** Source document **
*** Begin section ***

The event is organised by the European Union in Azerbaijan and will end on 21 October, until which time the public is invited to view 19 European films free of charge.

Here are some of the films we recommend:

The documentary film Wild Amsterdam, accompanied by director Mark Verkerk and producer Ignas van Schaick, will be screened at the festival. The film centres around the animals of Amsterdam, but not in a way you might expect: the story is told from the perspective of a cat, who shows us how squirrels, pigeons and waterfowl live in Amsterdam’s canals and parks.

The directors say that the consultation with ecologists and other specialists took half a year by itself. The film is a viewing wonder, dynamic and modern. For example, one scene depicts the retrieval of bicycles from the bottom of the canal with the help of special machinery. The scene looks as if it has been cut right out of a thriller because of how it traumatises the crabs living on the bottom.

*** End section ***

Render this sentence from the film festival text in Spanish: "The directors say that the consultation with ecologists and other specialists took half a year by itself."

** Material provided **

*** Begin section ***

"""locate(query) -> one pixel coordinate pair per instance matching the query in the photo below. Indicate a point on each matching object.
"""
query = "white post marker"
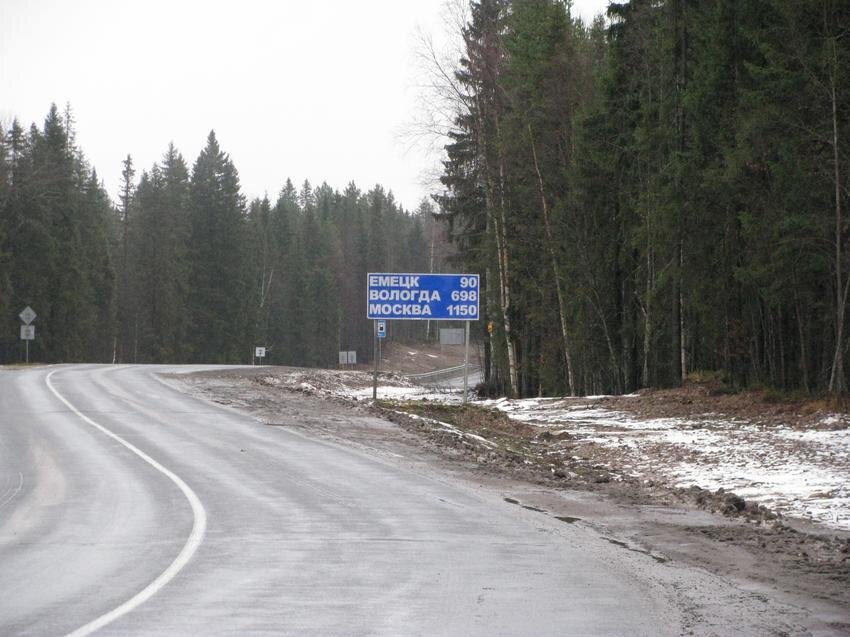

*** End section ***

** Reply **
Los directores dicen que la consulta con ecólogos y otros especialistas llevó medio año por sí sola.